** start **

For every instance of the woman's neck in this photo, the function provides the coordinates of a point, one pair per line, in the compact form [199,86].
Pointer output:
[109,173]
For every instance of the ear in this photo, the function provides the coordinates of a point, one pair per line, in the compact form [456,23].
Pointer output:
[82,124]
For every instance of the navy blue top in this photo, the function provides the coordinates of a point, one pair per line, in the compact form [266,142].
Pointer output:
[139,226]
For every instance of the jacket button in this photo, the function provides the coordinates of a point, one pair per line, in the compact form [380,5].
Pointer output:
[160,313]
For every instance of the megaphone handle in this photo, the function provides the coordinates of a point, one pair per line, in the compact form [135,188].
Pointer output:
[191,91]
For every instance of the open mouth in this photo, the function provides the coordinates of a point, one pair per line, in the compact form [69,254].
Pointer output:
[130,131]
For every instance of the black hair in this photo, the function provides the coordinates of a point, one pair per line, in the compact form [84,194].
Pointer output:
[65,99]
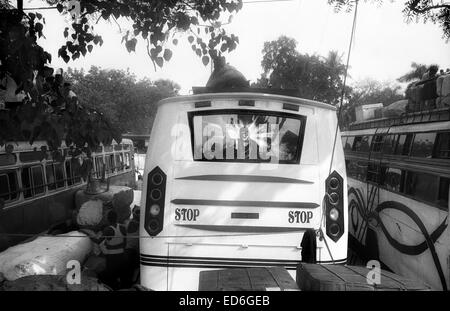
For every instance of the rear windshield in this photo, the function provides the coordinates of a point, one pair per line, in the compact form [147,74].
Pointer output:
[246,136]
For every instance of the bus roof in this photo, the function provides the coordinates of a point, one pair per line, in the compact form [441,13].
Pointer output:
[246,96]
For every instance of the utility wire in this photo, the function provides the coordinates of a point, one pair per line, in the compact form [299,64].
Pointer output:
[344,84]
[250,2]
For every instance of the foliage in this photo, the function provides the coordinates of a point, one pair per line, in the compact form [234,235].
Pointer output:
[425,10]
[314,77]
[367,92]
[128,104]
[155,22]
[36,103]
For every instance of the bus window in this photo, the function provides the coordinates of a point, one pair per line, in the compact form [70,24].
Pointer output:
[422,186]
[343,139]
[392,179]
[389,144]
[69,173]
[377,143]
[423,145]
[349,143]
[26,182]
[127,160]
[110,162]
[99,166]
[76,170]
[59,174]
[50,174]
[119,161]
[7,159]
[374,173]
[404,144]
[362,143]
[8,186]
[444,186]
[38,179]
[246,136]
[443,145]
[361,170]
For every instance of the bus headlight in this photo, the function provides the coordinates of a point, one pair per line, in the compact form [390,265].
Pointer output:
[334,206]
[154,210]
[334,214]
[154,205]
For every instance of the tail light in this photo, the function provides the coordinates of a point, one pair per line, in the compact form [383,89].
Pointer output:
[334,206]
[154,206]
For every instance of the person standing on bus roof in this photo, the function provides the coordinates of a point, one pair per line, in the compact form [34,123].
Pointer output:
[112,244]
[139,183]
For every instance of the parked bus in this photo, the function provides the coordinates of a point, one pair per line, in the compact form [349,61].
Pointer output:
[37,191]
[240,179]
[398,188]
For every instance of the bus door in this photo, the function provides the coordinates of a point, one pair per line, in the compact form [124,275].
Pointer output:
[374,180]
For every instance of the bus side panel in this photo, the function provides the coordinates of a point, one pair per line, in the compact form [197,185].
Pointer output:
[327,126]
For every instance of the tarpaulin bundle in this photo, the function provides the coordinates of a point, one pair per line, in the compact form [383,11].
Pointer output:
[439,82]
[429,90]
[445,91]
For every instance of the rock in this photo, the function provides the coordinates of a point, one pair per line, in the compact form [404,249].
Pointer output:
[119,197]
[90,213]
[94,265]
[53,283]
[47,255]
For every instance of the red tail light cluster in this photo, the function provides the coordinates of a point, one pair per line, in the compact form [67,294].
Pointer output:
[334,206]
[154,206]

** end **

- What the task requires -
Rewrite all of the data above with every "Pointer output" changed to "Marked points" and nothing else altered. Leave the pictures out.

- Final answer -
For every instance of the woman's neck in this photo, the function provides the coordinates of a point, one pair per line, in the compact form [199,86].
Marked points:
[109,173]
For every instance of the ear in this photo, the function provides the coordinates of a point, one pair per line, in the compact form [456,23].
Marked points:
[82,124]
For every instance of the navy blue top in this photo, the function provides the coordinates of a point, one pair per line, in the compact form [266,142].
Marked points:
[139,226]
For every instance of the jacket button in this photo, the function provides the coordinates of a point, one pair per line, in the compact form [380,5].
Marked points:
[160,313]
For every instance of the megaphone handle in this photo, the function provides the coordinates of a point, one pair per line, in the compact form [135,188].
Marked points:
[191,91]
For every instance of the open mouth in this photo, the function provides the coordinates of a point, one pair per line, in the compact form [69,254].
Marked points:
[130,131]
For every instance of the black hair in this photo, the function provides the coordinates of a point, one pair per line, in the compact form [84,194].
Marked points:
[65,99]
For every instance of the rear windshield in this photo, the function provides the coordinates of a point, one pair per line, in the compact form [147,74].
Marked points:
[246,136]
For every instance of the bus roof in this photo, the function provides the coordinates of a point, one pair per line, in the compact form [441,13].
Marked points:
[246,96]
For every instance of the utility wire in this photo, the function provides the coordinates of a point, one pair per line, in the compact form [299,64].
Marked points:
[344,84]
[250,2]
For every instance of the foliage in this photo, the function provides the coordinates of a point, one pair per line, in the compact form [234,235].
Marked points:
[425,10]
[314,77]
[367,92]
[128,104]
[155,22]
[36,103]
For every instance of the bus window in this photo, the function provides the coordinates of a point, one pair per line, in the compact form [70,24].
Marked points:
[422,186]
[343,139]
[392,179]
[389,144]
[69,173]
[377,143]
[423,145]
[349,143]
[26,182]
[127,160]
[110,162]
[99,166]
[76,170]
[59,174]
[50,174]
[119,161]
[7,159]
[374,173]
[404,144]
[362,143]
[8,186]
[444,186]
[38,179]
[246,136]
[443,145]
[361,170]
For every instance of the bus headlight in this photo, the function provides the coordinates of a point, one pair per line, in the compact form [390,265].
Marked points:
[334,206]
[154,210]
[334,214]
[154,205]
For every instance of the tail light in this photo, the function provides the coordinates of a point, one pair per line, in the compact form [383,89].
Marked points:
[334,206]
[154,206]
For every instance of the person standing on bus roof in this photo, the function provides the coordinates of a point, one pair per line, in the compact form [34,123].
Marked points:
[112,244]
[139,183]
For every instance of the parked bus in this photo, the function provides the coordinates of a point, one pair per line, in the compact form [349,61].
Marked points:
[37,191]
[240,179]
[398,188]
For every instance of the bus door in this photo, the function provides the coordinates of a point, one pair per line, in the compact form [124,275].
Marked points:
[374,180]
For every instance of the bus side panel in this photo, the function provides the coordinates of a point, one pair per line, in the compact form [197,185].
Marked points:
[327,126]
For every instance of the tarpaulin bundle in this photo, the function provides the coordinates of a point, one pair per line, in the compact form [383,11].
Marked points:
[439,82]
[429,90]
[445,91]
For every instance of the rock in this photo, the function provides the coordinates of a point, one pair per line, in the compact form [404,249].
Marked points:
[119,197]
[90,213]
[94,265]
[53,283]
[47,255]
For every instance of the red tail light cluster in this photo, the function provides the coordinates of a point, one pair per line, in the compact form [67,294].
Marked points:
[334,206]
[154,206]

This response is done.